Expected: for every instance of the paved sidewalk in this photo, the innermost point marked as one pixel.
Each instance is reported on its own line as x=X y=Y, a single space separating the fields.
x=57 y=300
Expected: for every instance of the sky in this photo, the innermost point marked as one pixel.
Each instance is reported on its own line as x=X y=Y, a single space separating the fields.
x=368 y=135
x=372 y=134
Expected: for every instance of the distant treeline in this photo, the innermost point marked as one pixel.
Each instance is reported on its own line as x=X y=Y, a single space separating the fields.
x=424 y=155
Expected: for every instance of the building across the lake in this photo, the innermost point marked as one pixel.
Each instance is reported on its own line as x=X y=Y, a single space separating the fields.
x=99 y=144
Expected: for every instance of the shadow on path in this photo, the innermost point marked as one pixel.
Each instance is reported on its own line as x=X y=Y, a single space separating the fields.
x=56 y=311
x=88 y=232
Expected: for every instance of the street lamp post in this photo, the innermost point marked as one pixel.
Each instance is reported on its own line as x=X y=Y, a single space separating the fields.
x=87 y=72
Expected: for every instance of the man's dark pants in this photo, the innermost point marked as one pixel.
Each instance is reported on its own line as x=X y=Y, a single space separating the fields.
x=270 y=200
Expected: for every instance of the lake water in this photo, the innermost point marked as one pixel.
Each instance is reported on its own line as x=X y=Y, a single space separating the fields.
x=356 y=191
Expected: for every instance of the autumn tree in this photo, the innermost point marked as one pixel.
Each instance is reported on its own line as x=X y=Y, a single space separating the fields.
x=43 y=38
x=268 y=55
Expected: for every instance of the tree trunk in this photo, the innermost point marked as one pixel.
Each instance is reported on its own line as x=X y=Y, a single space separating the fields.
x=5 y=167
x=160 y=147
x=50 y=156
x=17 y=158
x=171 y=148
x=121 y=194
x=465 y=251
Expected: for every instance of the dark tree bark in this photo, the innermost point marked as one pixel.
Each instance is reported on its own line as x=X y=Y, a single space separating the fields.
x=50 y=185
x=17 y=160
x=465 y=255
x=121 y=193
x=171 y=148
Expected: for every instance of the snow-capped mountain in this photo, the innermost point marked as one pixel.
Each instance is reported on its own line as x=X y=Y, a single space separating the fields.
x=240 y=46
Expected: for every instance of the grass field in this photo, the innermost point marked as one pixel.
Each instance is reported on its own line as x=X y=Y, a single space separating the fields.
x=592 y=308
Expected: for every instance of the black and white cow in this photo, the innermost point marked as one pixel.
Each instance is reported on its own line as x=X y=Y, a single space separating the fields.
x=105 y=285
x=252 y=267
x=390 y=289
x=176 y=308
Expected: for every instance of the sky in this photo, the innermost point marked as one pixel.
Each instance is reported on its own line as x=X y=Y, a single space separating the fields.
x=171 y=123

■ ■ ■ ■ ■ ■ ■

**Exercise description**: Reproduce every entry shown above, precisely as it stands.

**Worked solution**:
Expected: for every instance of the paved sidewalk in this photo, the innermost point marked as one pixel.
Each instance is reported on its own line as x=X y=Y, a single space separating the fields.
x=57 y=300
Expected: for every instance of the sky in this photo, the innermost point marked as one pixel.
Each instance is reported on its own line as x=X y=Y, a single space separating the fields.
x=368 y=135
x=372 y=134
Expected: for every instance of the distant treeline in this photo, the innermost point marked as one pixel.
Each instance is reported on its own line as x=X y=Y, a single space separating the fields.
x=424 y=155
Expected: for every instance of the building across the lake in this photo, the innermost point marked as one pixel.
Each instance is reported on its own line as x=X y=Y, a single space separating the fields.
x=99 y=144
Expected: for every instance of the shadow on path in this photo, the innermost point marked as one pixel.
Each instance is reported on its own line as x=X y=Y, a single space separating the fields.
x=56 y=311
x=88 y=232
Expected: for every instance of the street lamp post in this photo, the innermost point marked as one pixel.
Each instance is reported on its own line as x=X y=Y, a single space separating the fields.
x=87 y=72
Expected: for every instance of the man's dark pants in this photo, the innermost point marked as one pixel.
Each instance is reported on its own line as x=X y=Y, a single space separating the fields.
x=270 y=200
Expected: for every instance of the lake water in this photo, the innermost point marked as one pixel.
Each instance is reported on its own line as x=X y=Y, a single space separating the fields.
x=356 y=191
Expected: for every instance of the autumn tree in this photo, the innermost point marked as one pixel.
Each instance is reported on its own line as x=X y=Y, a single space separating the fields.
x=43 y=38
x=268 y=55
Expected: for every instance of the tree trunk in this photo, the innermost point marked as one pixel.
Each instance is reported on its own line as x=X y=Y, a single space separating the fields.
x=5 y=167
x=160 y=147
x=50 y=156
x=17 y=158
x=171 y=148
x=121 y=194
x=465 y=251
Expected: for every instance of the dark tree bark in this photo, the innermost point marked as one pixel.
Each instance is reported on its own line as x=X y=Y, a single space separating the fields.
x=50 y=185
x=17 y=160
x=465 y=255
x=121 y=193
x=171 y=148
Expected: for every instance of the snow-capped mountain in this photo, the innermost point marked as one pixel.
Each instance is reported on its own line as x=X y=Y, a single space separating the fields.
x=240 y=46
Expected: for every instance of the grass field in this photo, the innermost point marked as one pixel.
Each instance is reported on its own line as x=X y=Y, a single space separating the fields.
x=592 y=308
Expected: for every instance of the black and white cow in this photo, the innermost point marked as one pixel.
Each instance is reported on its own line as x=X y=Y, a single space separating the fields.
x=105 y=285
x=252 y=267
x=390 y=289
x=176 y=308
Expected: for every instance of the sky in this photo, the innermost point marked as one pixel.
Each instance is reported on its own line as x=X y=Y, a single space separating the fields.
x=171 y=123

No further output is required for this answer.